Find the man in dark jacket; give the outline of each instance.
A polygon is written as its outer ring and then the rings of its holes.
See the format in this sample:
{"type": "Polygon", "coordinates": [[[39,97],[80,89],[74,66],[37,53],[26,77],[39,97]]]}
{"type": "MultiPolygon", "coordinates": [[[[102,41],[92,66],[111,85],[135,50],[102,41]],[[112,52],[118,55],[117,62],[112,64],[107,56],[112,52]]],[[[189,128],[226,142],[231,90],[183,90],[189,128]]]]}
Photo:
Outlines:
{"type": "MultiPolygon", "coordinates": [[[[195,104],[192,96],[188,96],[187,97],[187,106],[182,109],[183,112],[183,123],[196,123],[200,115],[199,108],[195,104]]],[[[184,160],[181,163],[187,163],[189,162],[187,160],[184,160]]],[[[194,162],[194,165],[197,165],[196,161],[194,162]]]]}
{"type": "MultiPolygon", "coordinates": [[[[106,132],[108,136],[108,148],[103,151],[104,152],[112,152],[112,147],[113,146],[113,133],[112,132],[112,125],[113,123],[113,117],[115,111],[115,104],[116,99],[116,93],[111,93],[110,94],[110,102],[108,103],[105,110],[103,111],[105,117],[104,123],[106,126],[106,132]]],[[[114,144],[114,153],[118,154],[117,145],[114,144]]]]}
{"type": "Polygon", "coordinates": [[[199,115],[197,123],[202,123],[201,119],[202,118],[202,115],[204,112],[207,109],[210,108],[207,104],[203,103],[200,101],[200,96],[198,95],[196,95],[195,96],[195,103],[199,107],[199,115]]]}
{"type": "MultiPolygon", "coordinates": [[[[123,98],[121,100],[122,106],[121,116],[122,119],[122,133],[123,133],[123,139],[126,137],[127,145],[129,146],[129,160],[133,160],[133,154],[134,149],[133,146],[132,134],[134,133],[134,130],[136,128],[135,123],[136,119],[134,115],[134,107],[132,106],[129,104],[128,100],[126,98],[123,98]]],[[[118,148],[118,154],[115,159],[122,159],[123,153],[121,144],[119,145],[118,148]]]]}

----------------------------------------

**Instructions to follow:** Can you switch "dark jacket" to "gray coat" throughout the data above and reproduce it with everything else left unchanged?

**Output of the exercise:**
Find the man in gray coat; give the outline of each instance.
A polygon is written as its outer ring and then the rings of its holes.
See the format in this sample:
{"type": "Polygon", "coordinates": [[[39,97],[80,89],[74,66],[37,53],[26,77],[39,97]]]}
{"type": "MultiPolygon", "coordinates": [[[[102,41],[92,66],[111,85],[135,50],[102,41]],[[112,52],[118,55],[117,62],[112,64],[107,56],[112,52]]],[[[189,128],[226,142],[231,90],[183,90],[189,128]]]]}
Photo:
Outlines:
{"type": "MultiPolygon", "coordinates": [[[[195,104],[192,96],[188,96],[187,97],[187,106],[182,109],[183,112],[183,123],[196,123],[200,115],[199,108],[195,104]]],[[[184,160],[181,163],[187,163],[189,162],[187,160],[184,160]]],[[[194,162],[194,165],[197,165],[196,161],[194,162]]]]}
{"type": "MultiPolygon", "coordinates": [[[[106,132],[108,136],[108,148],[103,151],[104,152],[112,152],[112,147],[113,146],[113,133],[112,132],[112,125],[113,123],[113,117],[115,111],[115,104],[116,99],[116,93],[111,93],[110,94],[110,102],[108,103],[105,110],[103,111],[105,117],[104,123],[106,126],[106,132]]],[[[114,144],[114,153],[118,154],[117,145],[114,144]]]]}
{"type": "Polygon", "coordinates": [[[199,115],[197,123],[202,123],[201,119],[202,118],[202,115],[204,112],[207,109],[210,108],[207,104],[203,103],[200,101],[200,96],[198,95],[196,95],[195,96],[195,103],[199,107],[199,115]]]}
{"type": "MultiPolygon", "coordinates": [[[[123,98],[121,100],[122,106],[121,116],[122,119],[122,133],[123,133],[123,139],[126,137],[127,145],[129,146],[129,160],[133,160],[133,154],[134,149],[133,146],[132,134],[134,133],[134,130],[136,128],[135,123],[136,119],[134,115],[134,107],[132,106],[129,104],[128,100],[126,98],[123,98]]],[[[118,148],[118,154],[115,159],[122,159],[123,153],[121,144],[119,145],[118,148]]]]}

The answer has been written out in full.